Data shown >>

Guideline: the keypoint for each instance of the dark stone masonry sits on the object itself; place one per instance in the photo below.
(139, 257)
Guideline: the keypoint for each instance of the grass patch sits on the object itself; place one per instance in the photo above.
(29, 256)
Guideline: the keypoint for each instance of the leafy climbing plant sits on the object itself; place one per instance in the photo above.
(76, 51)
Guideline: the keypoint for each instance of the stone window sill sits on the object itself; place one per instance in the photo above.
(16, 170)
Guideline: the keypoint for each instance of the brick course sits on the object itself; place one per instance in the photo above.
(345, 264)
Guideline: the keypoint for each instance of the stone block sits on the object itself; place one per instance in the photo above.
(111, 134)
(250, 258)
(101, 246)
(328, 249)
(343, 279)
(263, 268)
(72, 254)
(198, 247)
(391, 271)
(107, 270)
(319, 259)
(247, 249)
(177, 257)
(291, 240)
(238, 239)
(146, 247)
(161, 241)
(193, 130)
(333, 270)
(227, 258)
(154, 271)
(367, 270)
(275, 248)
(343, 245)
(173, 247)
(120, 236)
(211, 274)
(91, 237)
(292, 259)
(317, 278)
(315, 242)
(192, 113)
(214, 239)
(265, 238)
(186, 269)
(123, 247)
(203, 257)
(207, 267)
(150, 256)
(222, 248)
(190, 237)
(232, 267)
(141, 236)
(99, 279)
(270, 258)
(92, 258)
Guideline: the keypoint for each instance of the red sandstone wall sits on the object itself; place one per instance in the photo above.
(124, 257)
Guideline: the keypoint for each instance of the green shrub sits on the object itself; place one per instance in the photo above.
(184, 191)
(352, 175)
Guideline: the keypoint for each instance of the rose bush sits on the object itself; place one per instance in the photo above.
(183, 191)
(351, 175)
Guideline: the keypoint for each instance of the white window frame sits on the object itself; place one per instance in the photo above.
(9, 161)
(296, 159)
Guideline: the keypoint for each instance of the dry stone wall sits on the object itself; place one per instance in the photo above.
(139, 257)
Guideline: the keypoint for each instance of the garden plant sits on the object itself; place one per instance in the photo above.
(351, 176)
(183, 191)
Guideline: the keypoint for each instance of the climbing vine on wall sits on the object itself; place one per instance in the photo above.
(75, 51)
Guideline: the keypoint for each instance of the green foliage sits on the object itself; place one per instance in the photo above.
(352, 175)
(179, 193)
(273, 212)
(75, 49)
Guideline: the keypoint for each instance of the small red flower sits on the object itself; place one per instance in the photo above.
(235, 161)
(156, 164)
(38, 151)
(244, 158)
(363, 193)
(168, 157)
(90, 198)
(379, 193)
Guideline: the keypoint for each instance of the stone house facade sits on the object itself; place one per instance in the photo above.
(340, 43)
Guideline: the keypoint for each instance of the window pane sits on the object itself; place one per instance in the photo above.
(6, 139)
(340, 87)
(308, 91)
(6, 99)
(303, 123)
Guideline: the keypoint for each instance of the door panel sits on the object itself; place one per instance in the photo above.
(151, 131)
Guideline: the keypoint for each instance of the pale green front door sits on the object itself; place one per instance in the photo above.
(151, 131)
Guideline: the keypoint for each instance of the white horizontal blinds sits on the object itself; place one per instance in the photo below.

What you are asked to do >>
Write every entry out again, exactly as it stands.

Result of the exercise >>
Guideline: the keypoint for each instance of the dark stone masonry sits on the object itself; place one per instance in the photo below.
(139, 257)
Guideline: the keypoint for each instance of the grass patch sits on the object itself; place one per instance in the photo above.
(29, 256)
Guideline: the keypoint for each instance of the leafy climbing plant sits on the object itself; place one per instance in the photo above.
(76, 51)
Guideline: the keypoint for each instance of the stone window sill sits on the object itself; place one per instance in the photo above.
(16, 170)
Guideline: the keypoint for each instance of the brick course sits on the object itself; place one per instance in the photo above.
(345, 264)
Guideline: the keypoint for each instance of the stone block sits on the object itself; place one per instance in the photo above.
(111, 134)
(250, 258)
(101, 246)
(328, 249)
(343, 279)
(263, 268)
(72, 254)
(198, 247)
(391, 271)
(107, 270)
(319, 259)
(247, 249)
(177, 257)
(291, 240)
(238, 239)
(146, 247)
(161, 241)
(193, 130)
(333, 270)
(227, 258)
(154, 271)
(367, 270)
(275, 248)
(343, 245)
(173, 247)
(120, 236)
(211, 274)
(91, 237)
(292, 259)
(317, 278)
(315, 242)
(192, 113)
(214, 239)
(265, 238)
(186, 269)
(123, 247)
(203, 257)
(207, 267)
(150, 256)
(222, 248)
(190, 237)
(232, 267)
(141, 236)
(99, 279)
(270, 258)
(92, 258)
Guideline: the keypoint for each instance of the red sandstone wall sits on the object itself; place one per instance in the photo above.
(124, 257)
Guideline: the keypoint for each instance of the green shrub sits on the object itself; place one per instance in the photo above.
(184, 191)
(352, 175)
Guideline: the keypoint for each instance of the rose bush sits on the object itself; place one per instance in the photo above.
(183, 191)
(351, 175)
Guideline: the keypoint for each instance of the white window frame sits on the object itself; place one per instance in the photo above.
(9, 161)
(296, 159)
Guideline: the keypoint for each instance of the dry stone wall sits on the object itself; place one per instance in the photo above.
(139, 257)
Guideline: the keypoint for each instance of the garden plant sits on the object itself; place one per instance in the photo above.
(351, 176)
(183, 191)
Guideline: the keypoint for each instance of the climbing vine on wall sits on the object itself; place one per instance in the photo above.
(75, 51)
Guideline: the keypoint for each instance of the green foliage sits on the object itself; place one per instance in the photo above.
(352, 175)
(179, 193)
(273, 212)
(75, 49)
Guideline: the keypoint for each instance of the small red flower sits on the object itself; place one per instance in the photo above.
(235, 161)
(156, 164)
(38, 151)
(244, 158)
(363, 193)
(168, 157)
(90, 198)
(379, 193)
Guideline: the keypoint for each instance of the stone house facade sits on the object itself; place one per instance in the photo above.
(340, 43)
Guideline: the keypoint for each instance of the window pane sits on the object itself; place one per instance in the photo above.
(6, 139)
(340, 87)
(308, 91)
(6, 99)
(303, 123)
Guideline: the keypoint for each instance of the door panel sits on the object itself; place one per instance in the photo above.
(151, 131)
Guideline: the keypoint for each instance of the pale green front door sits on the object itself; place one per instance in the photo above.
(151, 131)
Guideline: the keypoint for each instance of the white horizontal blinds sits on the object itself; place one per instance in the photo below.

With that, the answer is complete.